OBJECTIF>
Pouvez-vous citer mot pour mot le passage de l'extrait sur les iris luminatas qui s'ouvre sur les mots « Ce chapitre sur » et se termine par « encore autre chose. » ?

EXTRAIT DU DOCUMENT>

Les deux images ci-dessus proviennent du croisement n° 13-14 : High Desert (plicata plicata aux pétales jaunes) X un frère de semis de Volcanic Glow (luminata). »

Keppel donne ensuite quelques explications complémentaires : « Si vous voulez obtenir un modèle luminata « pur » (pas un luminata-plicata), le meilleur moyen est un croisement luminata X luminata. Vous obtiendrez une majorité de luminatas plus quelques glaciatas. (…), ou bien un croisement luminata X glaciata... vous aurez une majorité de glaciatas mais aussi quelques luminatas. Vous pouvez également réaliser un croisement luminata-plicata X luminata, ou luminata-plicata X glaciata, cela en donnera quelques-uns ; luminata-plicata X luminata-plicata devrait donner un petit pourcentage de luminatas. Si vous croisez un luminata avec quelque-chose d'autre, vous aurez besoin d'un croisement à la génération suivante pour récupérer le luminata récessif. »

Ce chapitre sur les luminata-plicatas n'est pas le dernier : il y aura une suite qui abordera la question délicate des glaciatas, et peut-être même encore autre chose.

Il est évident que tout ceci est fait pour donner des idées à tout amateur avide de curiosités. Avec un guide comme Keith Keppel on peut se lancer sans hésitation. Keppel lui-même est pris d'un certain vertige devant l'immensité des perspectives que ses découvertes (ou plutôt ses analyses) ouvrent devant lui. C'est comme si, au détour d'un chemin, il avait sous les yeux une étendue couverte de fleurs, si vaste qu'il n'en verrait pas la fin. Un monde miraculeux, dont il concevrait l'immensité, mais dont il ne maîtriserait qu'une étroite bordure. Un monde miraculeux dont il se rend compte que le temps qui lui reste pour l'explorer est bien trop limité pour qu'il parvienne à le connaître parfaitement. Il s'en désole, mais, en nous donnant ces parfaites explications, il nous prend par la main pour nous amener sur cette route dont il sait qu'elle est trop longue pour lui, mais où il nous entraîne pour que nous prenions sa suite.

DONNÉES EXTRAITES>
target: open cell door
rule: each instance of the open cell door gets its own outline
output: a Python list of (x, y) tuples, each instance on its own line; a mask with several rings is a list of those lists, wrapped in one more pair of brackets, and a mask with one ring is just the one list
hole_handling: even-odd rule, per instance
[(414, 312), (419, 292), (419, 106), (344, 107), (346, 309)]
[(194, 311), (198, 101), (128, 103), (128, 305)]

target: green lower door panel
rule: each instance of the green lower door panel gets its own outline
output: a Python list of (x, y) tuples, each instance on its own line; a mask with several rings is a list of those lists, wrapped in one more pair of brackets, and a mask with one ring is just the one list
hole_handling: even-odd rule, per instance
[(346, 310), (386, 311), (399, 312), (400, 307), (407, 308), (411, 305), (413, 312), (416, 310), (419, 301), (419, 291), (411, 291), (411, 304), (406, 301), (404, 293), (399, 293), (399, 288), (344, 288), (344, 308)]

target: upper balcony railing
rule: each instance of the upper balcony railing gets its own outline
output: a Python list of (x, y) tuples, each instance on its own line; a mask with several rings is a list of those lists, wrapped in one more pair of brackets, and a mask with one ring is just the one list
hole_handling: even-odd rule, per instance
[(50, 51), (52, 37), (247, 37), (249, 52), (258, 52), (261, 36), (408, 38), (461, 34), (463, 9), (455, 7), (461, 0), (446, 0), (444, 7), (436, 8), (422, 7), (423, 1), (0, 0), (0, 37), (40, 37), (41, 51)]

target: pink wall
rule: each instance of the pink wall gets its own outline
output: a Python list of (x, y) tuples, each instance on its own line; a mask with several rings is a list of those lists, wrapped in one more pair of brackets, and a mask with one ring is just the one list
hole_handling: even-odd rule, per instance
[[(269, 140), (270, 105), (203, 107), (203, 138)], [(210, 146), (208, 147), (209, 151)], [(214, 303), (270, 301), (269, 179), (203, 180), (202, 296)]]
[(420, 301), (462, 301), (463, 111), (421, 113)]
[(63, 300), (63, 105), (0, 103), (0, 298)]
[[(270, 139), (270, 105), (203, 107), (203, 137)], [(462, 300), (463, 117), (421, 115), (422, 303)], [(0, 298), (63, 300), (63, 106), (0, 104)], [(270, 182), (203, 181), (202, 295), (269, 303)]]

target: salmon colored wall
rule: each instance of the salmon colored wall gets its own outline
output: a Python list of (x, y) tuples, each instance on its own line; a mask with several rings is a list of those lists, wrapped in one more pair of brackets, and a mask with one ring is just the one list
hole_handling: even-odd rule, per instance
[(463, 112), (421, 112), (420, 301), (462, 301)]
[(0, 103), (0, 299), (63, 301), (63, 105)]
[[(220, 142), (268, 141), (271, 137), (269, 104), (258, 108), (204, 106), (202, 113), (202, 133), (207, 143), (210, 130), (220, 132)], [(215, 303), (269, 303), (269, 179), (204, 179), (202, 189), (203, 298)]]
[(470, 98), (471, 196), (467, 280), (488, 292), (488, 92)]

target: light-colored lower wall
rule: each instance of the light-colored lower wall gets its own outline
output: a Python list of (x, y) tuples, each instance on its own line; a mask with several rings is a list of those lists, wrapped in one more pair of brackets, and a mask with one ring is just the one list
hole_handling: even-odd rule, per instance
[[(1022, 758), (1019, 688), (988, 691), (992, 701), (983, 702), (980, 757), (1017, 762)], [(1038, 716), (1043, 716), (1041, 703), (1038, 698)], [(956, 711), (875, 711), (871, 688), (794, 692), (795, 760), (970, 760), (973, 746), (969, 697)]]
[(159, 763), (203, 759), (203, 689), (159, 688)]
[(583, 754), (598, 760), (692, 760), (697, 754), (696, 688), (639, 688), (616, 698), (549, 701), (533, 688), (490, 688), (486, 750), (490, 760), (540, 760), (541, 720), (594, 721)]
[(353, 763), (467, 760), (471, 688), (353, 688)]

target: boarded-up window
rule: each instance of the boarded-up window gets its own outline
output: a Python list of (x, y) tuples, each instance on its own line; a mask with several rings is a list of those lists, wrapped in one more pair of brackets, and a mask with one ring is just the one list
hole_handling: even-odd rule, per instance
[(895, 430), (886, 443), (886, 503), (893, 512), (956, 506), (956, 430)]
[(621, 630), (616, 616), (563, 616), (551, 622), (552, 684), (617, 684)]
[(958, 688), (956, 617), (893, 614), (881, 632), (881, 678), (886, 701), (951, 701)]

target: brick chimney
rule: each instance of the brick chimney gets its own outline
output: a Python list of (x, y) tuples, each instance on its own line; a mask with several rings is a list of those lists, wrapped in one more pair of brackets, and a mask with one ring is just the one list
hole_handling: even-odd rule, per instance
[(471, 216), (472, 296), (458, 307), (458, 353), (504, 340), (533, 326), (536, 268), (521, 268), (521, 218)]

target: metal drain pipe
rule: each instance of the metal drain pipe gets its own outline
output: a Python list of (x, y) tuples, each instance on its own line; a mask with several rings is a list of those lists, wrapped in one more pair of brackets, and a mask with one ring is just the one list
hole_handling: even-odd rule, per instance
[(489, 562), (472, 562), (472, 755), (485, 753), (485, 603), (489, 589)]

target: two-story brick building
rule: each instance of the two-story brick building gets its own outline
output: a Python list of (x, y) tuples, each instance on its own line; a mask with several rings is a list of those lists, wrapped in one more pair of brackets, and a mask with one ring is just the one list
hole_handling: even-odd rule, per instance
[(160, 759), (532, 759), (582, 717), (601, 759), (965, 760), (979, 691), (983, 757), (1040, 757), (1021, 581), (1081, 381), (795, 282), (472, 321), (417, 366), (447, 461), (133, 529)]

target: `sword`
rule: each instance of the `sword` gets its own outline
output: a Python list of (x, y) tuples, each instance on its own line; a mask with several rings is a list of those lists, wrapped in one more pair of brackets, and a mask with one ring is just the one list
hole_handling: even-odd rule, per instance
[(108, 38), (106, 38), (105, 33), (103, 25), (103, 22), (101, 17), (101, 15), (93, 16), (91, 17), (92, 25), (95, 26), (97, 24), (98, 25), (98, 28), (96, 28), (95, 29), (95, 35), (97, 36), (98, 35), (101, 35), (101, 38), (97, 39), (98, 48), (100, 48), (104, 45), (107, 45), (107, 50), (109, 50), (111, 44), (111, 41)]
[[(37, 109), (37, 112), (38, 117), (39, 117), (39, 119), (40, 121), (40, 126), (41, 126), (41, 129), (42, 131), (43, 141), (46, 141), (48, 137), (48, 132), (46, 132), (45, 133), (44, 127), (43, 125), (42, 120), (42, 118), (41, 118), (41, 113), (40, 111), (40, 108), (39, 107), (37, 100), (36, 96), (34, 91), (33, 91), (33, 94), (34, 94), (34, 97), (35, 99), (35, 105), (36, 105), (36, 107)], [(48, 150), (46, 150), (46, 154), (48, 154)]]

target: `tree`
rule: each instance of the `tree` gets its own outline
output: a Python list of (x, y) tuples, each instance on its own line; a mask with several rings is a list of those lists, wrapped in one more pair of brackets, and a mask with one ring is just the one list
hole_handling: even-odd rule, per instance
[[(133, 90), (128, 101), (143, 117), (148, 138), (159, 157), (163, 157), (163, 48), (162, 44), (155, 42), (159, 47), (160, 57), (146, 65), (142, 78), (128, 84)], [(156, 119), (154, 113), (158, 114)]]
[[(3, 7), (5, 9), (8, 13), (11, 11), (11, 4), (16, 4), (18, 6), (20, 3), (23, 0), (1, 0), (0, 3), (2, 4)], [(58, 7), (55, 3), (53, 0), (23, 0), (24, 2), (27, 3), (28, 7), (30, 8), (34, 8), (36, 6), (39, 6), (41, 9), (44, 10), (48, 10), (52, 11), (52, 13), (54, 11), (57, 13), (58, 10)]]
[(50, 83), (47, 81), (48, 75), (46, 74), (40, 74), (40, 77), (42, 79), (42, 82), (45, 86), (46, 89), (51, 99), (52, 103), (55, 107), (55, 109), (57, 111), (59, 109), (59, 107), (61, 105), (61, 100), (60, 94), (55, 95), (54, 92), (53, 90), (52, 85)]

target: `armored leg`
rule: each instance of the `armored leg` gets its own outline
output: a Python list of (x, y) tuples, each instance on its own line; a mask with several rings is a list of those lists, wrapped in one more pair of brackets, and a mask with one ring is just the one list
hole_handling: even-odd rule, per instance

CORRIGÉ>
Ce chapitre sur les luminata-plicatas n'est pas le dernier : il y aura une suite qui abordera la question délicate des glaciatas, et peut-être même encore autre chose.